=== What is required ===
Every single record below is to be reproduced exactly.

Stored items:
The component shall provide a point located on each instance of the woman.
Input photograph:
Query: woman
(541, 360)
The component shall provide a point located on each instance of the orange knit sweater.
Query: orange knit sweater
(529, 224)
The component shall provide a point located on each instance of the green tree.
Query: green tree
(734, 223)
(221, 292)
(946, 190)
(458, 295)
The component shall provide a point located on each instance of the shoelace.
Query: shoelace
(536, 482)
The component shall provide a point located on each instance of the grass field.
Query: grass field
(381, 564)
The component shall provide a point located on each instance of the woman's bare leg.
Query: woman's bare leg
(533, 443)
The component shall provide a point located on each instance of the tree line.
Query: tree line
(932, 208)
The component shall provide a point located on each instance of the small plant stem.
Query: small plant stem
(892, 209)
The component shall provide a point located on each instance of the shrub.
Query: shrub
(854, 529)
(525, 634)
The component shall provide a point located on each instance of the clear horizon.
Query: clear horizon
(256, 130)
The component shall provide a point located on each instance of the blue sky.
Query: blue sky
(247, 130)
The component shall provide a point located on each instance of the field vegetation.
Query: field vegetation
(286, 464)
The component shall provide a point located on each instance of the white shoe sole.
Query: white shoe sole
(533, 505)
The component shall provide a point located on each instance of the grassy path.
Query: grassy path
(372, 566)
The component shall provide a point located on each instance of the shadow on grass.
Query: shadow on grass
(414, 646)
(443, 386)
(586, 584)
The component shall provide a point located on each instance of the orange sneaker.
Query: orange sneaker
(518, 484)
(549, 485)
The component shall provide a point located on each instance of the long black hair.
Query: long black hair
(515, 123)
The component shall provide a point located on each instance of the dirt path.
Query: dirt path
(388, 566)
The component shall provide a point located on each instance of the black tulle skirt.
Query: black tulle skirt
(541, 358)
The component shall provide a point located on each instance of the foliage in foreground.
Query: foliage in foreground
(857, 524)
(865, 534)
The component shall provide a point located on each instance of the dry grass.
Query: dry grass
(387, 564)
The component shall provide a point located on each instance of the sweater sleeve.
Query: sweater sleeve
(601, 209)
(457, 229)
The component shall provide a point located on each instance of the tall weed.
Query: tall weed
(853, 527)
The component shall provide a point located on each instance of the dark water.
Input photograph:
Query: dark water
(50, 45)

=== Written response ===
The component shall provide a point located on each instance of the woman.
Input photograph:
Query: woman
(541, 360)
The component shall provide a point located on each instance of the orange knit sweater.
Query: orange knit sweater
(529, 224)
The component shall provide a point located on each instance of the green tree.
Query: green tree
(734, 223)
(221, 292)
(946, 190)
(458, 295)
The component shall provide a point located on each instance of the shoelace.
Query: shoelace
(536, 482)
The component shall provide a point located on each instance of the grass field.
Query: grass field
(381, 564)
The component shall provide a point located on each instance of the woman's bare leg.
Query: woman's bare leg
(533, 443)
The component shall provide a point located on each instance of the tree line.
Query: tree line
(932, 208)
The component shall provide a point located on each instance of the small plant stem.
Query: small plant stem
(892, 209)
The component shall provide a point located on each instance of the shrub.
Query: shrub
(854, 529)
(525, 634)
The component shall provide a point located on each instance of the clear horizon.
Query: clear horizon
(256, 130)
The component shall provide a point located on each instance of the blue sky.
Query: blue sky
(247, 130)
The component shall provide a point located on each instance of the field vegetation.
Query: field vegetation
(286, 464)
The component shall provide a point located on each instance of the white shoe sole.
Query: white shoe sole
(533, 505)
The component shall provide a point located on each instance of the grassy path.
Query: grassy path
(372, 566)
The component shall provide a point located on each instance of the shadow on grass.
Query: shadow on grass
(414, 646)
(443, 386)
(586, 584)
The component shall provide a point located on each instance of the orange sneaker.
Query: orange sneaker
(518, 484)
(549, 485)
The component shall provide a point located on each instance of the long black hair.
Query: long black hair
(515, 123)
The component shall provide a point located on each instance of the dirt path.
Query: dirt path
(388, 566)
The component shall provide a point located on each instance of the black tulle skirt.
Query: black tulle skirt
(541, 358)
The component shall provide a point located on each instance of the foliage in foreground.
Query: foliage in foreground
(857, 524)
(865, 534)
The component shall provide a point located on each instance of the dry grass.
Query: dry grass
(387, 564)
The component shall provide a point located on each instance of the sweater sleeve.
Query: sweater sleeve
(601, 209)
(457, 229)
The component shall provide a point located on each instance of the tall weed.
Query: tall weed
(853, 527)
The component shall provide a point located on each instance of the dark water.
Input photograph:
Query: dark water
(50, 45)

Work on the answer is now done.